— INSTRUCTIONS FOR THE TASK —
Before you return the lines below, strip out any images and keep every word as written.

[Dataset entries]
○ ○ ○ ○ ○ ○ ○

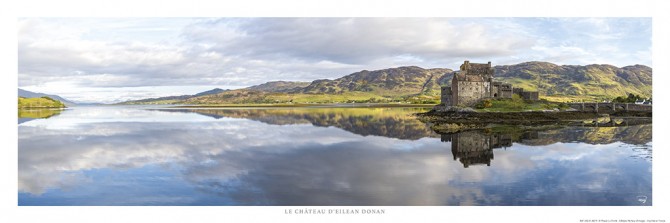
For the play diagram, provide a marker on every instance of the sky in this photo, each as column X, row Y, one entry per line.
column 112, row 60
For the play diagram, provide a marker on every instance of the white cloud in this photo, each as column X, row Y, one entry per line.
column 112, row 53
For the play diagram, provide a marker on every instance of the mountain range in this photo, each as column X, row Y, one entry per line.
column 418, row 85
column 30, row 94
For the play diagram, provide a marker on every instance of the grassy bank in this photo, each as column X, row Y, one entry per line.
column 334, row 105
column 43, row 102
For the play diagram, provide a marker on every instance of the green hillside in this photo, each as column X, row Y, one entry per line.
column 43, row 102
column 418, row 85
column 569, row 82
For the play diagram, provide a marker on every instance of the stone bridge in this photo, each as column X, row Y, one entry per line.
column 610, row 107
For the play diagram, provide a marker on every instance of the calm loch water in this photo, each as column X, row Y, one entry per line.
column 318, row 156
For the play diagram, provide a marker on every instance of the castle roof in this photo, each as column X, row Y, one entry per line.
column 463, row 77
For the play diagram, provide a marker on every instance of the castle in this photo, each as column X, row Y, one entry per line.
column 475, row 82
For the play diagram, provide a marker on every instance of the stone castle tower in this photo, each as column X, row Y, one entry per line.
column 474, row 82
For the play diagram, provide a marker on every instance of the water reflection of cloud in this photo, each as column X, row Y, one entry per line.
column 246, row 162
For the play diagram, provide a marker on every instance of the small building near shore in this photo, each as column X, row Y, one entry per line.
column 474, row 82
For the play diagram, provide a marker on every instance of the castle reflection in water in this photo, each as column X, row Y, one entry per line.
column 476, row 147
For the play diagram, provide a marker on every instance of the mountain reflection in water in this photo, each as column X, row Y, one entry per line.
column 309, row 156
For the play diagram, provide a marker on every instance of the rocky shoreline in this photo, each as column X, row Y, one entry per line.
column 465, row 119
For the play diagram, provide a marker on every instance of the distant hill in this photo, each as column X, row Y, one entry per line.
column 41, row 102
column 392, row 82
column 280, row 86
column 418, row 85
column 30, row 94
column 173, row 99
column 596, row 81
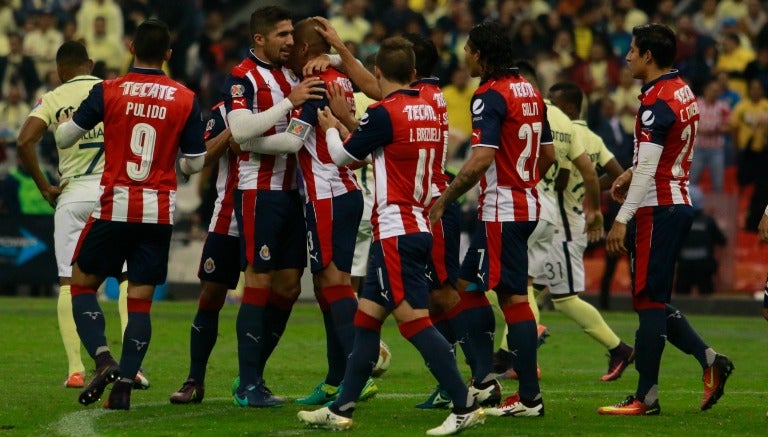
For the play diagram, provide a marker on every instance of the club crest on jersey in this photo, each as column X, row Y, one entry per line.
column 647, row 118
column 264, row 253
column 237, row 91
column 209, row 265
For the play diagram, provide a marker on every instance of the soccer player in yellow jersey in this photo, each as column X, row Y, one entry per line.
column 80, row 171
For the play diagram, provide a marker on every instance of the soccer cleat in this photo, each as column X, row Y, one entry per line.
column 75, row 380
column 514, row 406
column 455, row 423
column 326, row 419
column 437, row 400
column 140, row 382
column 631, row 407
column 714, row 380
column 103, row 376
column 488, row 394
column 369, row 390
column 257, row 396
column 618, row 362
column 190, row 393
column 120, row 396
column 321, row 394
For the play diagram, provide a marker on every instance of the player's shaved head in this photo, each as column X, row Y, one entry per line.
column 396, row 60
column 265, row 19
column 304, row 32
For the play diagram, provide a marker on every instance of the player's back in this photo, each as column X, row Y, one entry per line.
column 429, row 90
column 668, row 117
column 322, row 178
column 56, row 106
column 508, row 190
column 403, row 168
column 145, row 113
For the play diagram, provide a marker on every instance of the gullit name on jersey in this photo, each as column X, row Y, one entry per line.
column 420, row 112
column 148, row 89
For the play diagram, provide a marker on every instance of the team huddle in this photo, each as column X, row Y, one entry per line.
column 288, row 142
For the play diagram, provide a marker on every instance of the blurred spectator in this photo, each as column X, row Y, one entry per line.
column 599, row 74
column 714, row 126
column 458, row 95
column 351, row 25
column 749, row 121
column 758, row 69
column 733, row 59
column 697, row 262
column 625, row 97
column 17, row 68
column 705, row 19
column 42, row 42
column 13, row 112
column 754, row 20
column 634, row 16
column 111, row 15
column 20, row 194
column 102, row 46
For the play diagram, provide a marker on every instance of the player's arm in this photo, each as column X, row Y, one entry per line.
column 191, row 142
column 245, row 125
column 357, row 73
column 88, row 115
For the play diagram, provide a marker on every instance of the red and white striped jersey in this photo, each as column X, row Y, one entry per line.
column 403, row 134
column 668, row 117
column 322, row 178
column 256, row 85
column 429, row 90
column 223, row 218
column 147, row 118
column 509, row 115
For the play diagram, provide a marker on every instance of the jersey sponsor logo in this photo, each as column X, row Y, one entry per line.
column 264, row 253
column 298, row 128
column 647, row 118
column 478, row 106
column 237, row 91
column 209, row 265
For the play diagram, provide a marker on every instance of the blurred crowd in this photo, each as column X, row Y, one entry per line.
column 722, row 51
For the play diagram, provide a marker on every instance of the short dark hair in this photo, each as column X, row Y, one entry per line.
column 151, row 40
column 264, row 19
column 569, row 92
column 72, row 54
column 425, row 52
column 659, row 39
column 494, row 46
column 396, row 60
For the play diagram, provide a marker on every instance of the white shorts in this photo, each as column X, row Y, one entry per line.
column 539, row 246
column 564, row 266
column 73, row 208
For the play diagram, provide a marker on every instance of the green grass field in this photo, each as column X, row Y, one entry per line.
column 33, row 401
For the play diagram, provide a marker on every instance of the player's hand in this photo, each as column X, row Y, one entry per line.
column 594, row 226
column 762, row 228
column 316, row 65
column 326, row 120
column 51, row 193
column 309, row 89
column 614, row 242
column 329, row 33
column 436, row 211
column 621, row 186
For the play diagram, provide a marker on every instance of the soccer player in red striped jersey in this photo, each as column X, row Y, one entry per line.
column 510, row 132
column 403, row 135
column 654, row 194
column 220, row 265
column 147, row 119
column 260, row 94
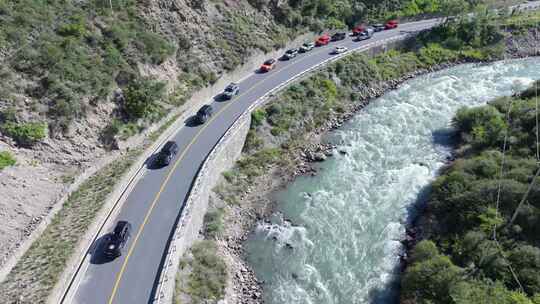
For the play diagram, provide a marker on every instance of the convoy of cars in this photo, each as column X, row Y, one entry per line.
column 167, row 153
column 340, row 50
column 323, row 40
column 290, row 54
column 306, row 47
column 268, row 65
column 230, row 91
column 114, row 242
column 204, row 113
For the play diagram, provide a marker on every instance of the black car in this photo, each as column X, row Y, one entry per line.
column 306, row 47
column 378, row 27
column 367, row 34
column 167, row 153
column 289, row 54
column 204, row 113
column 339, row 36
column 231, row 90
column 115, row 241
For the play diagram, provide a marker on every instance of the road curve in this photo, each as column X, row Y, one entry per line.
column 157, row 200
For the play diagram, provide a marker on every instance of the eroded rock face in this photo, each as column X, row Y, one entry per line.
column 43, row 172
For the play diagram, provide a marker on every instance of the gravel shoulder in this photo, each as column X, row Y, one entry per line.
column 256, row 203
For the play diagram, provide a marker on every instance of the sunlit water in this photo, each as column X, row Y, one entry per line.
column 344, row 225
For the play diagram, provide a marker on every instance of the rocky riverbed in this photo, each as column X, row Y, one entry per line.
column 258, row 202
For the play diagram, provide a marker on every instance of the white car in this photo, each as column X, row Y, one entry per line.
column 340, row 50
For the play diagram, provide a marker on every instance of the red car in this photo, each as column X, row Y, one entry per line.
column 323, row 40
column 268, row 65
column 359, row 29
column 391, row 24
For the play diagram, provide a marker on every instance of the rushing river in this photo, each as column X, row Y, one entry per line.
column 340, row 242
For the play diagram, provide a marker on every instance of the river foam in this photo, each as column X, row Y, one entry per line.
column 335, row 237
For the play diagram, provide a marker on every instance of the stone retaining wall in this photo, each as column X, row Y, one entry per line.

○ ○ ○ ○ ○ ○ ○

— SOLUTION TO THE PROBLEM —
For the play diagram, provide a marker on every instance of the sky in this photo, each as column X, row Y, one entry per line.
column 112, row 60
For the play diagram, provide a marker on every instance of the white cloud in this photo, each as column X, row Y, one entry per line.
column 112, row 53
For the play diagram, provide a marker on every instance of the mountain range in this photo, each as column X, row Y, one entry per line.
column 418, row 85
column 30, row 94
For the play diagram, provide a marker on every instance of the grassy bank in this photo, each as column X, row Y, one entry per line.
column 334, row 105
column 43, row 102
For the play diagram, provide a marker on every instance of the green hillside in this photo, each as column X, row Y, one entry per line.
column 43, row 102
column 418, row 85
column 569, row 82
For the play diagram, provide a marker on every instance of the stone bridge in this photo, each as column X, row Y, one entry per line.
column 610, row 107
For the play diagram, provide a marker on every instance of the calm loch water in this photo, each as column X, row Y, one entry per line.
column 318, row 156
For the play diagram, provide a marker on every instance of the castle roof in this photo, each as column X, row Y, one entry per line.
column 463, row 77
For the play diagram, provide a marker on every instance of the castle in this photo, each as column X, row Y, one entry per line.
column 475, row 82
For the play diagram, provide a marker on every instance of the stone castle tower in this photo, each as column X, row Y, one entry per line.
column 474, row 82
For the play diagram, provide a marker on every instance of the water reflection of cloud in this photo, each as column X, row Y, one entry per line.
column 246, row 162
For the play diagram, provide a marker on every instance of the small building near shore in this photo, each as column X, row Y, one entry per line.
column 474, row 82
For the play diagram, provide a marker on every instance of the castle reflection in water in this photo, each as column X, row Y, one entry per line.
column 476, row 147
For the play diagram, provide a marker on every instance of the mountain reflection in water in this photo, each as column X, row Y, one entry per line.
column 309, row 156
For the play diagram, provide a marker on every instance of the rocky shoreline in this photo, each as column X, row Y, one entry per line.
column 465, row 119
For the play diagram, provide a marker on every instance of the distant hill in this photo, each as column X, row Y, one entry per line.
column 41, row 102
column 392, row 82
column 280, row 86
column 418, row 85
column 30, row 94
column 173, row 99
column 596, row 81
For the play diagram, provide a marker on every instance of the club crest on jersey in this photo, each as column X, row Y, one entry per line.
column 647, row 118
column 264, row 253
column 237, row 91
column 209, row 265
For the play diagram, provide a marker on every instance of the soccer player in yellow jersey in this photo, each as column X, row Y, one entry per line.
column 80, row 171
For the play diagram, provide a marker on every instance of the soccer cleat in this photo, each as column X, row Y, one entry per line.
column 75, row 380
column 514, row 406
column 455, row 423
column 326, row 419
column 437, row 400
column 140, row 382
column 631, row 407
column 714, row 380
column 103, row 376
column 488, row 394
column 369, row 390
column 257, row 396
column 618, row 362
column 190, row 393
column 120, row 396
column 321, row 394
For the play diagram, provide a marker on every instance of the player's shaved head in this photo, each as column X, row Y, one entry per line.
column 396, row 60
column 265, row 19
column 304, row 32
For the play diagram, provide a marker on every instance of the player's back in this photo, each as column X, row Y, one entry per line.
column 429, row 90
column 668, row 117
column 322, row 178
column 56, row 106
column 508, row 190
column 403, row 168
column 145, row 113
For the play diagram, provide a marker on every instance of the gullit name on jersey in this photo, each as column X, row Y, one entry per line.
column 420, row 112
column 148, row 89
For the play diagram, provide a marker on every instance of the team huddle in this photo, each as column X, row Y, one entry per line.
column 288, row 142
For the play diagram, provide a marker on every instance of the blurred spectator in this photo, each as column X, row Y, one entry per line.
column 599, row 74
column 714, row 126
column 458, row 95
column 351, row 25
column 749, row 121
column 758, row 69
column 733, row 59
column 697, row 262
column 625, row 97
column 17, row 68
column 705, row 19
column 42, row 42
column 13, row 112
column 754, row 20
column 634, row 16
column 111, row 15
column 20, row 194
column 102, row 46
For the play diagram, provide a marker on every instance of the player's arm in this photo, each as column X, row Y, one entry per line.
column 191, row 142
column 245, row 125
column 357, row 73
column 88, row 115
For the play diagram, provide a marker on every instance of the red and white striped jersey in this photo, each as column X, row Y, one entry per line.
column 403, row 134
column 668, row 117
column 322, row 178
column 256, row 85
column 429, row 90
column 223, row 218
column 147, row 118
column 509, row 115
For the play diagram, provide a marker on every instance of the jersey sponsor logo in this photo, each as column X, row Y, one entry per line.
column 264, row 253
column 298, row 128
column 647, row 118
column 478, row 106
column 237, row 91
column 209, row 265
For the play diagram, provide a marker on every instance of the blurred crowd in this photo, each as column X, row Y, one entry per line.
column 722, row 51
For the play diagram, provide a marker on every instance of the short dark hair in this photo, each as column X, row Y, one entry per line.
column 151, row 40
column 264, row 19
column 569, row 92
column 72, row 54
column 425, row 52
column 659, row 39
column 494, row 46
column 396, row 60
For the play diagram, provide a marker on every instance of the white shorts in this photo, each as column X, row Y, one entry per line.
column 539, row 246
column 564, row 266
column 73, row 208
For the play diagram, provide a marker on every instance of the green grass field in this photo, each as column X, row Y, one entry per line.
column 33, row 401
For the play diagram, provide a marker on every instance of the player's hand in this photo, each as column X, row Y, one entry per line.
column 594, row 226
column 762, row 228
column 316, row 65
column 326, row 120
column 51, row 193
column 309, row 89
column 614, row 242
column 329, row 33
column 436, row 211
column 621, row 186
For the play diagram, provide a marker on every instance of the soccer player in red striped jersey in this photo, each as column X, row Y, one entry per line.
column 510, row 132
column 403, row 135
column 654, row 194
column 220, row 265
column 147, row 119
column 260, row 94
For the play diagram, provide a marker on every instance of the convoy of cars in this photo, each as column X, row Y, one entry per line.
column 167, row 153
column 340, row 50
column 323, row 40
column 290, row 54
column 306, row 47
column 268, row 65
column 230, row 91
column 114, row 242
column 204, row 113
For the play diagram, provide a marker on every instance of the black car in this photo, each as column X, row Y, one entry per line.
column 306, row 47
column 378, row 27
column 367, row 34
column 167, row 153
column 289, row 54
column 204, row 113
column 339, row 36
column 231, row 90
column 115, row 241
For the play diagram, provide a marker on every instance of the road curve in this photo, each as column X, row Y, one entry per line.
column 157, row 200
For the play diagram, provide a marker on every instance of the eroded rock face in this photo, each as column X, row Y, one entry per line.
column 43, row 172
For the play diagram, provide a marker on every instance of the gravel shoulder in this photo, each as column X, row Y, one entry per line.
column 256, row 203
For the play diagram, provide a marker on every instance of the sunlit water in this photo, each as column X, row Y, one entry per line.
column 344, row 225
For the play diagram, provide a marker on every instance of the rocky riverbed in this photo, each as column X, row Y, one entry per line.
column 258, row 202
For the play diagram, provide a marker on every instance of the white car in this photo, each as column X, row Y, one entry per line.
column 340, row 50
For the play diagram, provide a marker on every instance of the red car in this photo, each as column X, row Y, one entry per line.
column 323, row 40
column 268, row 65
column 359, row 29
column 391, row 24
For the play diagram, provide a marker on every instance of the rushing river in this photo, each as column X, row Y, one entry per line.
column 340, row 242
For the play diagram, provide a marker on every instance of the river foam in this photo, each as column X, row Y, one entry per line.
column 335, row 237
For the play diagram, provide a marker on every instance of the stone retaining wall in this photo, each as column X, row Y, one entry per line.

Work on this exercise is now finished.